#### Selection
----------------
This article will appear in the next issue of the ETJ—English Teacher’s
Why have a standards-based curriculum
and what are the implications for the teaching-learning-assessment process?
Chief Inspector for English
Up until now, the Israeli educational
system has not included curricula based on standards. However, in July
1998, the Pedagogical Secretariat of the Ministry of Education, Culture
and Sport approved of a standards-based curriculum for the teaching of
English in Israeli schools. Since the notion of setting standards is a
new concept in Israel, it is important to understand what the significance
is of having a national curriculum based on standards and what the implications
are for the teaching-learning-assessment process.
Although the purpose of this article is
not to describe the English curriculum, I have included in the appendix
the standards for the four domains of language learning (Appendix
One) and the standards and benchmarks for one of the domains--social
interaction (Appendix Two) -- in order for the
reader to have a better understanding of the curriculum that is being referred
The first issue to be addressed is standards.
First, the term is defined. Second, the importance of setting national
standards is explained. Third, the advantages and disadvantages of setting
standards and how the English curriculum deals with these problems are
Definition of Standards
According to Collins Cobuild dictionary, “a
standard is a level of quality or achievement, especially a level that
is thought to be acceptable. It is something used to measure or estimate
the quality or degree of something, for example, how good a piece of work
is” (p. 1421).
In the field of education, standards
is a term which defines a cumulative body of knowledge and set of competencies
that is the basis for quality education. They express what all pupils should
know and be able to do, but do not dictate pedagogy (Ministry of Education,
1998; Ravitch, 1996)
Importance of Having National
Setting national standards allows for equal
pupil opportunity. First, all pupils are compared to the same standards.
If there are no common standards and every teacher sets his or her own
standards, schools’ demands on their pupils will be different. Since there
is nothing for schools to compare with, both instruction and assessment
cannot be consistent.
Second, if national standards are set,
it is clear what pupils should know at different levels of their education.
Exams given by the state can measure pupil progress towards attaining the
standards. Pupils who are not achieving the standards can be provided with
early, effective assistance.
----------------
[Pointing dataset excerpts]
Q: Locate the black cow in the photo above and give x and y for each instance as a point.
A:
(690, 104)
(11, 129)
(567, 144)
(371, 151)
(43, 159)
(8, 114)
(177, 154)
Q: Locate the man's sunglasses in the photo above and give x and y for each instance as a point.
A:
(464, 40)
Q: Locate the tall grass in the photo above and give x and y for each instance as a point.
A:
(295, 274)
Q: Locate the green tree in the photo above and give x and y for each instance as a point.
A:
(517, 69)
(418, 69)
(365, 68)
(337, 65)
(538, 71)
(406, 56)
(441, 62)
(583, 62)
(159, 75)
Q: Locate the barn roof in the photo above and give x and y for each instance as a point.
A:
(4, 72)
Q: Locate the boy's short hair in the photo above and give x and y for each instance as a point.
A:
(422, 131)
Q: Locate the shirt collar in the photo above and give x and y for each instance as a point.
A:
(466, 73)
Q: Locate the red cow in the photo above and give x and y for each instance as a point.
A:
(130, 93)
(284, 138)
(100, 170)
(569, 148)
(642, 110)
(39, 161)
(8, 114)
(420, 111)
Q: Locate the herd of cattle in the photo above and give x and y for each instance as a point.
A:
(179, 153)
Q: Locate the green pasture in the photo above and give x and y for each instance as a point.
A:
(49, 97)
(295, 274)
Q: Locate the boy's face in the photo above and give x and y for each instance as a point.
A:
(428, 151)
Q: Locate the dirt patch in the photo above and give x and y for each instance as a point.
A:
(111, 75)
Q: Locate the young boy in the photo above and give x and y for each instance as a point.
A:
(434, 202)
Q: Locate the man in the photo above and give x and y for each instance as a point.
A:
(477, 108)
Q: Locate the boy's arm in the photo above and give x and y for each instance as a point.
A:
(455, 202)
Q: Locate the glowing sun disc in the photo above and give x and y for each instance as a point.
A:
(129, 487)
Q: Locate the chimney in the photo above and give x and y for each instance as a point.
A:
----------------
#### Problem set
[A] Edit the article's passage that begins at the words "If there are" and stops after "of their education.", changing "consistent" to "uniform", and give the revised passage.
[B] Pick up the article on a standards-based English curriculum after its last sentence and keep writing.
The rows have no connection to the article.

#### Written answers
[A]
If there are no common standards and every teacher sets his or her own
standards, schools’ demands on their pupils will be different. Since there
is nothing for schools to compare with, both instruction and assessment
cannot be uniform.
Second, if national standards are set,
it is clear what pupils should know at different levels of their education.

[B]
Advantages of Setting Standards
Setting standards is an important and effective
learning tool because they express clear expectations of what all pupils
should know and be able to do with the language. They can be helpful to
different populations, such as the state, districts and schools, teachers,
pupils and parents. The following describes how setting standards can help
these different populations (Harris & Carr, 1996).
The state. For the state, standards
are a common reference tool and provide a defined framework for national
Districts and schools. For districts
and schools, standards provide a focus for developing new ways to organize
curriculum content, instructional programs and assessment plans.
Teachers. Standards help teachers
design curriculum, instruction and assessment on the basis of what it is
important to learn. They also enable teachers to make expectations clear
to pupils, which improves their learning.
Pupils. For pupils, standards set
clear performance expectations, helping them understand what they need
to do in order to meet the standards.
Parents. Since standards communicate
shared expectations for learning, they allow parents to know how their
children are progressing in their education.
of Setting Standards in Other Countries and
How the English Curriculum Deals
with These Problems
In America, concerns were raised that setting
standards would lead to centralized education and would undermine innovation
at the local level. Setting standards was seen as an attempt to centralize
a decentralized educational system; defining standards would limit what
pupils should learn and would not allow for pupil diversity and the specific
needs of different populations (Fiske, 1998).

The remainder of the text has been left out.